Please copy word for word the lines of the entries that begin at the line containing "Indicate the paving" and end after the line containing "x=35, y=426", including both of those lines.

──────────

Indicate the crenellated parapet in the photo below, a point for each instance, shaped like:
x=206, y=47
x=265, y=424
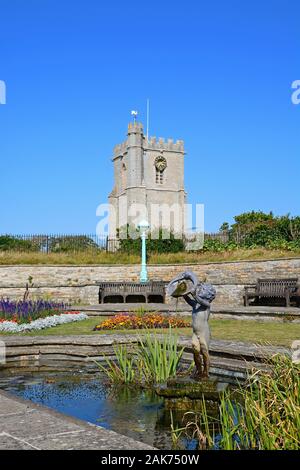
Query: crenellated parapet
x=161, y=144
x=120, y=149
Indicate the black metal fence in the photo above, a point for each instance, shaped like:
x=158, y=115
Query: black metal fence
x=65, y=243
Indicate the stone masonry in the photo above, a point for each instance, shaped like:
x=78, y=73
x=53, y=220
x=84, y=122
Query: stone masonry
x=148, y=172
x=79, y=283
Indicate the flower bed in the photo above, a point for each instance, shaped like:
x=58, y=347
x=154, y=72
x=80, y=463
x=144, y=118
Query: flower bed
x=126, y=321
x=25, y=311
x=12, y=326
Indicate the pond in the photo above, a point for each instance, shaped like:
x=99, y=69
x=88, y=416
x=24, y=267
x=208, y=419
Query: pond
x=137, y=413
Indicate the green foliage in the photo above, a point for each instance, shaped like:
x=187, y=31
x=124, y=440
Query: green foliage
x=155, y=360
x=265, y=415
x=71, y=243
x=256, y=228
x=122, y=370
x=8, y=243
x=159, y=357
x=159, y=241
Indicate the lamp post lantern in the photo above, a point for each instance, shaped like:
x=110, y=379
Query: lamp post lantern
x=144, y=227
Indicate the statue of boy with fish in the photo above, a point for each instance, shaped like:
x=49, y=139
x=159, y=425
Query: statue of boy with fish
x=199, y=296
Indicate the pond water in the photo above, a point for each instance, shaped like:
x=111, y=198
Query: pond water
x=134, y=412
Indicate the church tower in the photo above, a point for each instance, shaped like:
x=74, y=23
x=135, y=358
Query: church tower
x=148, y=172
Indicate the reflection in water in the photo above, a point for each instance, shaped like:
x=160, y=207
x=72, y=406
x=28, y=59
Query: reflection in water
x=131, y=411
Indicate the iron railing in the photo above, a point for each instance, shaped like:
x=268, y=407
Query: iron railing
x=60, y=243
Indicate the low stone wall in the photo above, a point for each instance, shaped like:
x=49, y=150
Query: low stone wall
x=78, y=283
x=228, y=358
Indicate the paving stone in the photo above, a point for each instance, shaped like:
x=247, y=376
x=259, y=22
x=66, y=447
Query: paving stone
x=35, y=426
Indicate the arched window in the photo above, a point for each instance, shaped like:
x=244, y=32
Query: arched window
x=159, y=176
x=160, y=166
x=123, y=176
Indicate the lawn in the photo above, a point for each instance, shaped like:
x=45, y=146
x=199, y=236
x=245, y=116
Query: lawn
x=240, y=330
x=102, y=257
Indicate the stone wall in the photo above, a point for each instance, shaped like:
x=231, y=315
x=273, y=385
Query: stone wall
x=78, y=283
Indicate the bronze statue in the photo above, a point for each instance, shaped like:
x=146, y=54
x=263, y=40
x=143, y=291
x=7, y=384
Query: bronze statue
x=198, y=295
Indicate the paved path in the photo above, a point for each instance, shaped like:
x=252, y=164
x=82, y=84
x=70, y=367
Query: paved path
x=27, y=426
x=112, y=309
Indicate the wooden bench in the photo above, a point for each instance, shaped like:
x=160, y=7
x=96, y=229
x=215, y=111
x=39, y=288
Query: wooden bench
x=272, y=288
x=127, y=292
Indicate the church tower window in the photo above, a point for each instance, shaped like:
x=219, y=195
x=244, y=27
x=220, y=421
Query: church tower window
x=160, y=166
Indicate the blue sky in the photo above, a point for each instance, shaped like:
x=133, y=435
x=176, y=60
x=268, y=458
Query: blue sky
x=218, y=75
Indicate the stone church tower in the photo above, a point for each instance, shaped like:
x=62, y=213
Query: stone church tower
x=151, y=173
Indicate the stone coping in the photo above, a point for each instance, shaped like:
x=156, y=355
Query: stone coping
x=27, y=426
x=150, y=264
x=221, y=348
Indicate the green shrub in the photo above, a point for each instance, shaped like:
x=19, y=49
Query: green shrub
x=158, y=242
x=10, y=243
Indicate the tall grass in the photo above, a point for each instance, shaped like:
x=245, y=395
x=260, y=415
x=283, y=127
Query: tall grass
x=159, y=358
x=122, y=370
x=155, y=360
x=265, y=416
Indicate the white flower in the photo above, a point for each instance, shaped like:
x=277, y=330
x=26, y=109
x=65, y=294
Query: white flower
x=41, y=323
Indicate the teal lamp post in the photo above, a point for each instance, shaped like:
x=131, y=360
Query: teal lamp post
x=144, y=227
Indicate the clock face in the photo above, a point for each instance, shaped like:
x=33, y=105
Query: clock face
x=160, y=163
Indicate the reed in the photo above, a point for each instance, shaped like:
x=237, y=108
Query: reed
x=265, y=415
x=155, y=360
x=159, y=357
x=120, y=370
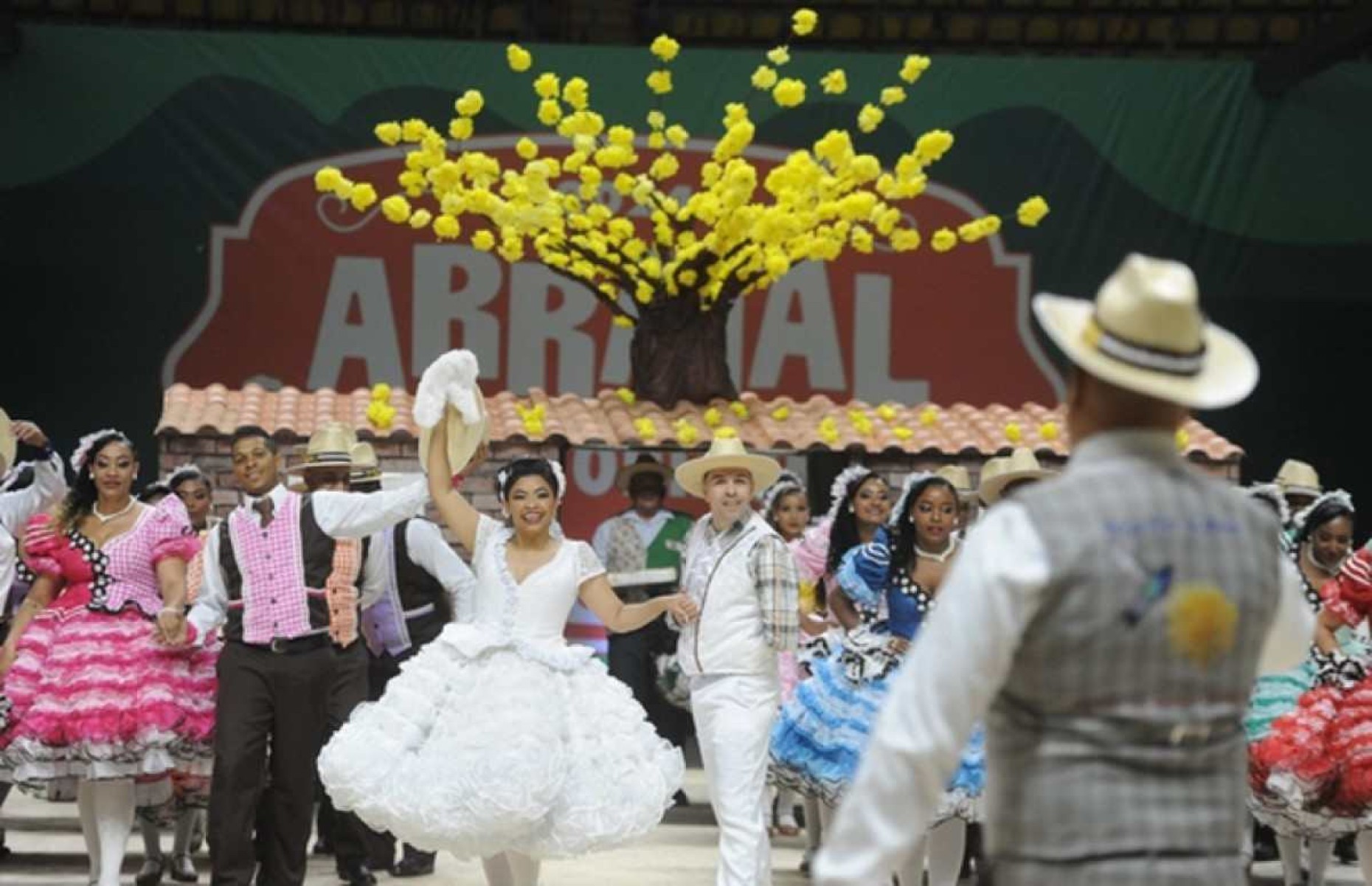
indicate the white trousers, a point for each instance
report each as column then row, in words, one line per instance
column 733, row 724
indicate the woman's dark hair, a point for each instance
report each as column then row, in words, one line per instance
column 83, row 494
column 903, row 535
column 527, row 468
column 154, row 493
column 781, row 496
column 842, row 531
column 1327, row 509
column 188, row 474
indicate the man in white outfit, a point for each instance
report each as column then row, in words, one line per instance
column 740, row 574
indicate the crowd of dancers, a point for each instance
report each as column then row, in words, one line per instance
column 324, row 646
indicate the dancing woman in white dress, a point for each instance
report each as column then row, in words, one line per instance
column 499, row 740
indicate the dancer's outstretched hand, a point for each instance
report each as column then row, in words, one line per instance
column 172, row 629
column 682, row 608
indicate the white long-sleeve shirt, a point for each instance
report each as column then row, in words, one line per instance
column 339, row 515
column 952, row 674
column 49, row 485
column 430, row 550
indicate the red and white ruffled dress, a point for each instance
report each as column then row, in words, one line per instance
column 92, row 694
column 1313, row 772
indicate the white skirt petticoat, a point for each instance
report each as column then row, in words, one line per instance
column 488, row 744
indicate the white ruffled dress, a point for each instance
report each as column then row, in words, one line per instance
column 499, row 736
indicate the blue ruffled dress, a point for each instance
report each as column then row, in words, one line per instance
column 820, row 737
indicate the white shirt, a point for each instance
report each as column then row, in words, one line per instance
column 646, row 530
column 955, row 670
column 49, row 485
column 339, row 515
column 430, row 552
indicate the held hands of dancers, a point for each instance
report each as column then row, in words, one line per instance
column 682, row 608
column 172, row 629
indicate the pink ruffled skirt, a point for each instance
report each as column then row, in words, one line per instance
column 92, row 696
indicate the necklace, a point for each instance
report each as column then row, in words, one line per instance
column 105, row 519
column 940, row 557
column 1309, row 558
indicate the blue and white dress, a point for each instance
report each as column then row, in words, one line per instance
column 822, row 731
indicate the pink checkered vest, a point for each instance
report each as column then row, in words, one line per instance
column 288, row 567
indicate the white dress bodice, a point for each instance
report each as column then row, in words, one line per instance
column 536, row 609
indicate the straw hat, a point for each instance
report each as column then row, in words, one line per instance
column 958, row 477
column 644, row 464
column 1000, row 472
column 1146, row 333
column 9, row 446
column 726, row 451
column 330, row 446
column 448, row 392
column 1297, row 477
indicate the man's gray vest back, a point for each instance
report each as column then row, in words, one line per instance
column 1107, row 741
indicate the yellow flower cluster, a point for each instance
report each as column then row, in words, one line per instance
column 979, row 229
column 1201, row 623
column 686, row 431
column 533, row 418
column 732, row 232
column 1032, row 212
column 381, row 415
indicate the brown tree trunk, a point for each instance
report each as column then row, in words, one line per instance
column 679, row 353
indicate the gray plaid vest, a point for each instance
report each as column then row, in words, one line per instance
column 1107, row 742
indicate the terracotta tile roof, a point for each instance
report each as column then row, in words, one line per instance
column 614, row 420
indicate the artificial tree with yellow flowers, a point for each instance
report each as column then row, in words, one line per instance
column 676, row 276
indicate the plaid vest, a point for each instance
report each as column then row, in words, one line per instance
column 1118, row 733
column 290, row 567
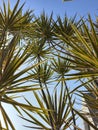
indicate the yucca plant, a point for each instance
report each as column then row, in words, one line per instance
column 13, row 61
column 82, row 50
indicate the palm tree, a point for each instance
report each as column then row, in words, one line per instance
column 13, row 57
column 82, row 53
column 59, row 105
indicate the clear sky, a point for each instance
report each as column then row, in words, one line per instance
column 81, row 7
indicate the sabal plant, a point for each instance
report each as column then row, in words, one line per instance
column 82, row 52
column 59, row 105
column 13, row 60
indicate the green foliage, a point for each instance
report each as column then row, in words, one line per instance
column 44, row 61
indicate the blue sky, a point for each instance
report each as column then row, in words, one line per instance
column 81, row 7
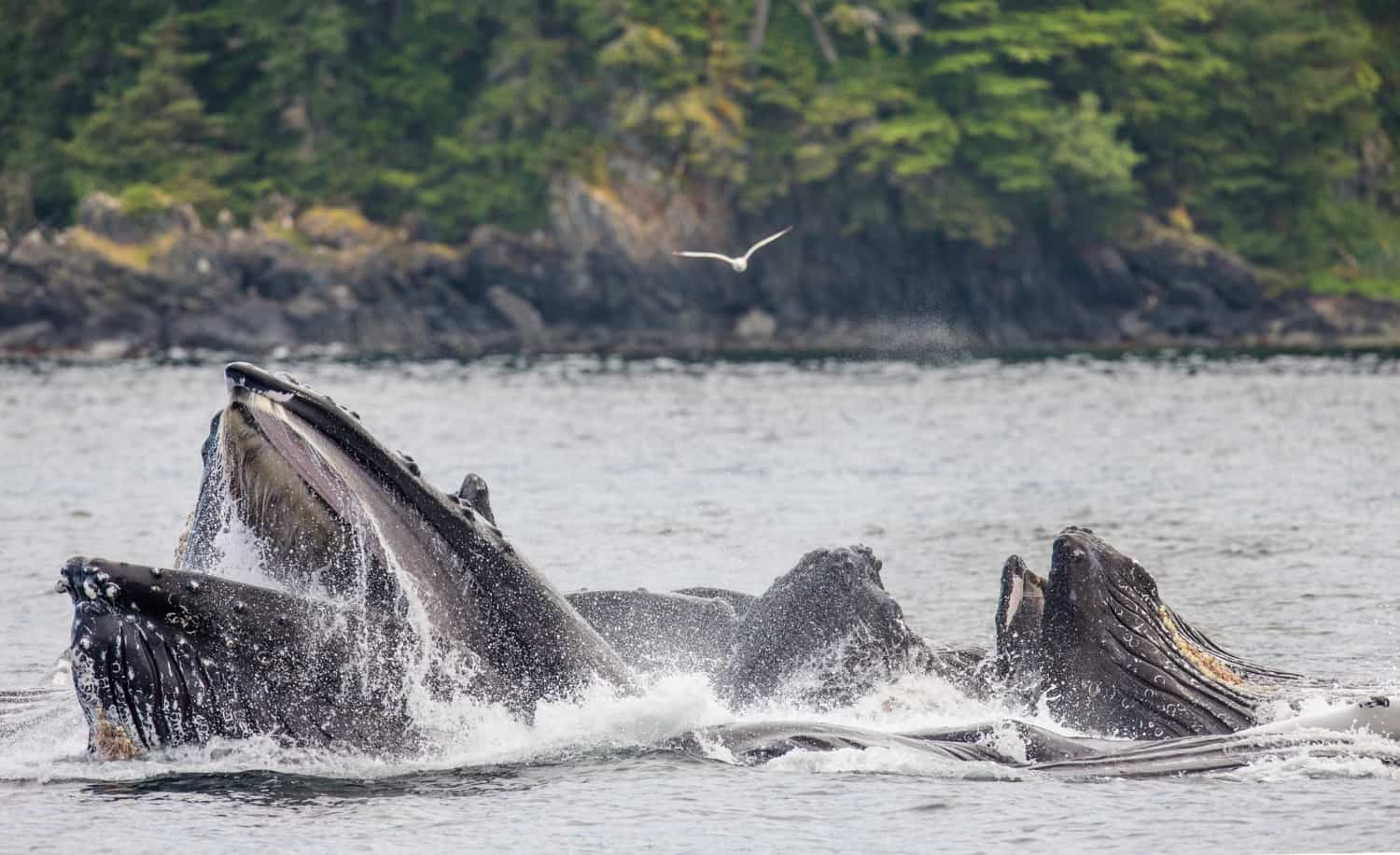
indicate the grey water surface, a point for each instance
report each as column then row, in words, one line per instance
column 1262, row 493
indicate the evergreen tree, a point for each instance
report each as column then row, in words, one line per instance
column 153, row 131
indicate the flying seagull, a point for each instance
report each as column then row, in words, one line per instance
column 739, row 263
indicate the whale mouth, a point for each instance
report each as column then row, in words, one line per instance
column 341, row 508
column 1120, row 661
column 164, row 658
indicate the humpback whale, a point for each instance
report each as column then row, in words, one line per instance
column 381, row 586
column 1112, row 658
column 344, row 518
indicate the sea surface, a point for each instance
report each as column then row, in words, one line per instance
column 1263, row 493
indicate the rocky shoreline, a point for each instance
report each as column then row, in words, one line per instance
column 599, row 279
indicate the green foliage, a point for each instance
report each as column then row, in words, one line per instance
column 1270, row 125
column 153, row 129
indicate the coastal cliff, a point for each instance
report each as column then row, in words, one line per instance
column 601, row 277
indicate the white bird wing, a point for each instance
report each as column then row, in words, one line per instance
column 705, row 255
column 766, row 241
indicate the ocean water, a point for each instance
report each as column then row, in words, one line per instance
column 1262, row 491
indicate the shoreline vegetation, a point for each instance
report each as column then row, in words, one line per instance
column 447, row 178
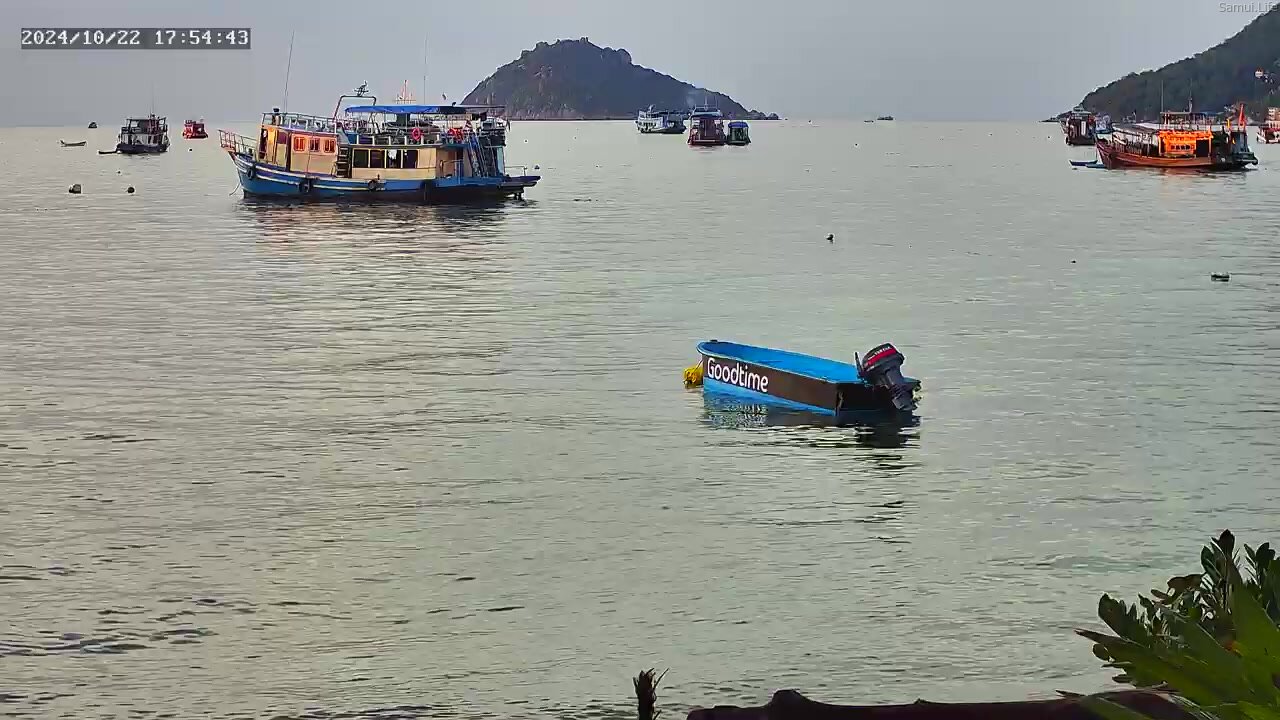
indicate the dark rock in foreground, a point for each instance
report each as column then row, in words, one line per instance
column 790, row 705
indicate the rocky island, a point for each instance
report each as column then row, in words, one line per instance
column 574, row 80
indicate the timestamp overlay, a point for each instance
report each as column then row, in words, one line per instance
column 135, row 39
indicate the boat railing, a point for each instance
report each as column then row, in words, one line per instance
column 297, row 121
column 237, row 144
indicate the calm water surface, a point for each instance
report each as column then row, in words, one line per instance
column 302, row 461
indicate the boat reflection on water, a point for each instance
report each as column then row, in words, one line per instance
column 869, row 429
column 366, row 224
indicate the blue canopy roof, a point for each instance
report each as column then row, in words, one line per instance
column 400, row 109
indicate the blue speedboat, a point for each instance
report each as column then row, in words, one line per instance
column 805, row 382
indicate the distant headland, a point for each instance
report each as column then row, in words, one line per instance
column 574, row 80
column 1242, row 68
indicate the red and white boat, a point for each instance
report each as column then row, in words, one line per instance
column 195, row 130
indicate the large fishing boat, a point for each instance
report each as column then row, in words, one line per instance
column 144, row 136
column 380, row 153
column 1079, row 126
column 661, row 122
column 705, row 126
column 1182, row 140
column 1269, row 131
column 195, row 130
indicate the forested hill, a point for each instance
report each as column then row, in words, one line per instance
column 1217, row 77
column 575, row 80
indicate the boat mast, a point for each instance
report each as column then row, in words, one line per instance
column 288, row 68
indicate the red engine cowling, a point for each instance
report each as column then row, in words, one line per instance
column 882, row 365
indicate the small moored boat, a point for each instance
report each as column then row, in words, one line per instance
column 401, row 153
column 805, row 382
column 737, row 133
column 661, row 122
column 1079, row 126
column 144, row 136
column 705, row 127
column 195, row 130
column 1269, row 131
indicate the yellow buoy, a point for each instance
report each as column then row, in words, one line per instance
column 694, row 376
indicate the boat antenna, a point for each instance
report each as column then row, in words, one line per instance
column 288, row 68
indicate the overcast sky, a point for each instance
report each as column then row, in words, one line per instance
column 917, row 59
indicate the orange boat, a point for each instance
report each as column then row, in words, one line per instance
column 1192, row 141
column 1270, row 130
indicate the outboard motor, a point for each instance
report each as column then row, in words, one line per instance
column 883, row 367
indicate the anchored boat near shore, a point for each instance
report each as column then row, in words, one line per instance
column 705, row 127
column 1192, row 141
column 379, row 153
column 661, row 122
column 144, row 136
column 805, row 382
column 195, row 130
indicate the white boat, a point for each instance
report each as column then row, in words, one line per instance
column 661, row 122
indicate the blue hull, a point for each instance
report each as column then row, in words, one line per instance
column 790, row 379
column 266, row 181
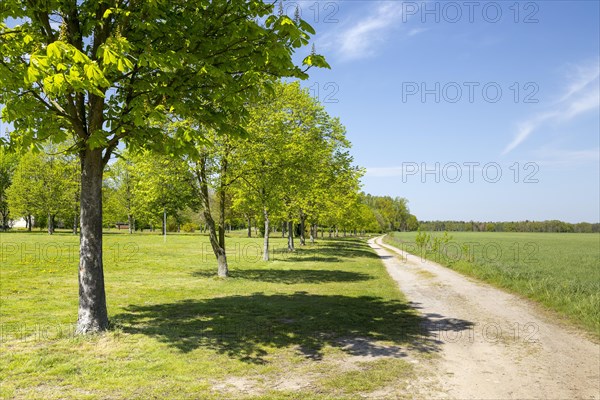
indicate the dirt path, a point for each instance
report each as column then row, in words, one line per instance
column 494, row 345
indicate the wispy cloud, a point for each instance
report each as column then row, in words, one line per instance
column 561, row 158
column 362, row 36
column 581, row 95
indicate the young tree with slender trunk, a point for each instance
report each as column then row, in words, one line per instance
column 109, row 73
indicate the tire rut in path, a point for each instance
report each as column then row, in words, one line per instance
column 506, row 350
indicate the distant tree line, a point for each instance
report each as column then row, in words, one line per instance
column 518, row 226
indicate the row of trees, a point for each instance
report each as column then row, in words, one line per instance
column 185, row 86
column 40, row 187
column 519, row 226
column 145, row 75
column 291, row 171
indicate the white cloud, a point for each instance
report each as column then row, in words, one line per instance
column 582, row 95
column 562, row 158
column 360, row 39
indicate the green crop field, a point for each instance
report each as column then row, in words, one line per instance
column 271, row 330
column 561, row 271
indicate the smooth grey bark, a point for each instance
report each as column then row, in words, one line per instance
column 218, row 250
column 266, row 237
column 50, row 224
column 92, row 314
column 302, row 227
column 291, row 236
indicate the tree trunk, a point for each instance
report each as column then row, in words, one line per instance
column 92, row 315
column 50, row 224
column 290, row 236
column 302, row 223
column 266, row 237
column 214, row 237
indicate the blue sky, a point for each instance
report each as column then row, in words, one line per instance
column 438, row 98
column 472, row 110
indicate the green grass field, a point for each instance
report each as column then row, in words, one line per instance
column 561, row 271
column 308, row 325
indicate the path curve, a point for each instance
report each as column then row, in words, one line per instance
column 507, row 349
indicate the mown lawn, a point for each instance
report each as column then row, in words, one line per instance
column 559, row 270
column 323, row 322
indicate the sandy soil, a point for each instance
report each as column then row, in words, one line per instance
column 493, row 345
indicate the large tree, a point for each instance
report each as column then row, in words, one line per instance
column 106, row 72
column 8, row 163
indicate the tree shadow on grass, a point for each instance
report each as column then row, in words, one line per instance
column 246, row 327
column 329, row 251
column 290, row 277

──────────

Exercise answer:
Indicate the paving stone in the photo above, a point for each instance, shaped like:
x=247, y=376
x=259, y=22
x=66, y=447
Query: paving stone
x=35, y=426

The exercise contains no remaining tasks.